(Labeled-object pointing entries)
## start

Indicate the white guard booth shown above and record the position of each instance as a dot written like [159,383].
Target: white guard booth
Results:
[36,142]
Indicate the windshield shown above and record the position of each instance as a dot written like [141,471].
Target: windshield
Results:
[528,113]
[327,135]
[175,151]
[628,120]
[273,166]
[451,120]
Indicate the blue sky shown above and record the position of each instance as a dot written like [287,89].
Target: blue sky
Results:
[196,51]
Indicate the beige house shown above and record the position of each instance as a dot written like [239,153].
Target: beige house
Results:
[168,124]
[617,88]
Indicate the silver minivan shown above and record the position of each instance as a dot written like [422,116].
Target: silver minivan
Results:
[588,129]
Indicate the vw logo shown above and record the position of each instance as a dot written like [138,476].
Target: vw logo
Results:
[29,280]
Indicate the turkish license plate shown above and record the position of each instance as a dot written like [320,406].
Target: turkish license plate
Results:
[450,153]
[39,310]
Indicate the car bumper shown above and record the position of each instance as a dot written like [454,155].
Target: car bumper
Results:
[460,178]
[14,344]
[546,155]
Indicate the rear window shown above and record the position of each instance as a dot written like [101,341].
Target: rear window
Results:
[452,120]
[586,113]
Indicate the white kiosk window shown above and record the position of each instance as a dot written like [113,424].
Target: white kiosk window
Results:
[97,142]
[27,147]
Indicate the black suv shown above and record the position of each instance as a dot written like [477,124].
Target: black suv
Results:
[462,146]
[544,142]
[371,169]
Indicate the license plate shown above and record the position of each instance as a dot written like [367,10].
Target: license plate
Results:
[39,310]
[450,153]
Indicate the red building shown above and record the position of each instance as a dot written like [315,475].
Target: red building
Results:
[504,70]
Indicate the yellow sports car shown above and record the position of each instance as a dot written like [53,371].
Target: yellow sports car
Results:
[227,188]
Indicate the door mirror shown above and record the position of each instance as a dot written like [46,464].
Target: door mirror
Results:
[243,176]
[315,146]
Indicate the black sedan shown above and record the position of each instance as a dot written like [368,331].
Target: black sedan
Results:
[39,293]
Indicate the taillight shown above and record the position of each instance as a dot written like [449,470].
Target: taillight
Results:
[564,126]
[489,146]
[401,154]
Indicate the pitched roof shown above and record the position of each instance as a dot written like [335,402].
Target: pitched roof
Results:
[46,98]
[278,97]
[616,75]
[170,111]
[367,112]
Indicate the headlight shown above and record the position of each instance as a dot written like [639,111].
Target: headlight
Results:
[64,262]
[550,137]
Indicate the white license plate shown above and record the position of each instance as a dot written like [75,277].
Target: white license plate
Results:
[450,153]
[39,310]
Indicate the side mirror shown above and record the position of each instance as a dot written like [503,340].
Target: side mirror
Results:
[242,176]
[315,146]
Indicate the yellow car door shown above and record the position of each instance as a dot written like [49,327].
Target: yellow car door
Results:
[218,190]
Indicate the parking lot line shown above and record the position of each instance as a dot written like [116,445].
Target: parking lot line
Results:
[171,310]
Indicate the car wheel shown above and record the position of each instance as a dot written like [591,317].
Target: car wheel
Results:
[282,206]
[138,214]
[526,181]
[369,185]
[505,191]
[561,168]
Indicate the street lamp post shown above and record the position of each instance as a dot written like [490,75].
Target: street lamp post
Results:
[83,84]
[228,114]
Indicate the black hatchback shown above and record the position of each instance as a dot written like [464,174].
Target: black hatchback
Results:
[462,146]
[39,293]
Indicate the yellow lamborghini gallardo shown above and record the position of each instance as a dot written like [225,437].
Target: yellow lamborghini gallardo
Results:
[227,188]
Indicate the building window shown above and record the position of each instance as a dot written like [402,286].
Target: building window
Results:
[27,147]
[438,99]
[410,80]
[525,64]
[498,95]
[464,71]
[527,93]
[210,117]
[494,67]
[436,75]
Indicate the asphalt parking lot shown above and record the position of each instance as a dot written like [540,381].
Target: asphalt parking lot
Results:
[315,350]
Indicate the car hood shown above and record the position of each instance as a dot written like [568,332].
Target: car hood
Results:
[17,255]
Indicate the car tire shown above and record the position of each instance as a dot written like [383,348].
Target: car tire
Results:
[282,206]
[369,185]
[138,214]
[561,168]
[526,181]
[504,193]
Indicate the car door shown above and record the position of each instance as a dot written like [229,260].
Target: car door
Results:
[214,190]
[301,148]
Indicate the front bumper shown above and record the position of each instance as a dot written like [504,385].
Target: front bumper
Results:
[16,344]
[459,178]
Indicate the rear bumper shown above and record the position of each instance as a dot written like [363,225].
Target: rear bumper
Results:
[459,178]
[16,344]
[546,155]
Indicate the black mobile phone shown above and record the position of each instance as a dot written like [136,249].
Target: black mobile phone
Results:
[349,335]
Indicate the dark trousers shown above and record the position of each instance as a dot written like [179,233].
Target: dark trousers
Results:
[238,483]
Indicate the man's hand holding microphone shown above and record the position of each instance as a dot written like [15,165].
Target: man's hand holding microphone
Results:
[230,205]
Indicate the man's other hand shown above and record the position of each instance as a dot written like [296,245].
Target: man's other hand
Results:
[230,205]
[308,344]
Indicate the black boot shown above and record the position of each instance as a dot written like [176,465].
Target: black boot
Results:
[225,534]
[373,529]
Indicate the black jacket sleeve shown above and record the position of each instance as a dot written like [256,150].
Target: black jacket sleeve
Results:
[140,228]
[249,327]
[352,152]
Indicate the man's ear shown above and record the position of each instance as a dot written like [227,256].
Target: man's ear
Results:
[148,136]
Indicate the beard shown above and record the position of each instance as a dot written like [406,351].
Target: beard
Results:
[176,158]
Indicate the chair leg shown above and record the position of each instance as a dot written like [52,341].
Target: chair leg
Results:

## end

Exercise requirements> Only those lines running from the one containing "Indicate the black boot" through the last line of the data above are to be copied, exactly, with both ends included.

Completed task>
Indicate the black boot shown above and record the position of each instance as a dot written like [176,465].
Target: black boot
Results:
[225,534]
[373,529]
Indicate the black jacket sleeve shown above and record the position of each instance as a dot written like [256,150].
Target: black jacket sleeve
Results:
[140,228]
[249,327]
[352,152]
Indicate the man's ear shown above and record the position of each instance as a dot written like [227,256].
Target: man's ear
Results:
[148,136]
Indicate the beard shown above and record the position of each instance as a dot written like [406,351].
Target: beard
Results:
[176,158]
Indicate the chair leg shown above and record the position of each instance as a dot written like [52,341].
Target: chair leg
Results:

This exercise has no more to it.